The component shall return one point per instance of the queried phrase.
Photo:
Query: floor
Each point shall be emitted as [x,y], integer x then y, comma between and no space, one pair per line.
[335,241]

□ □ □ □ □

— Challenge —
Copy the records above line for line, with no changes.

— Response below —
The component shall return one point per instance of the queried phrase.
Photo:
Query: floor
Each point shall be emitted as [x,y], integer x then y, comma between and no space, one pair per line.
[335,241]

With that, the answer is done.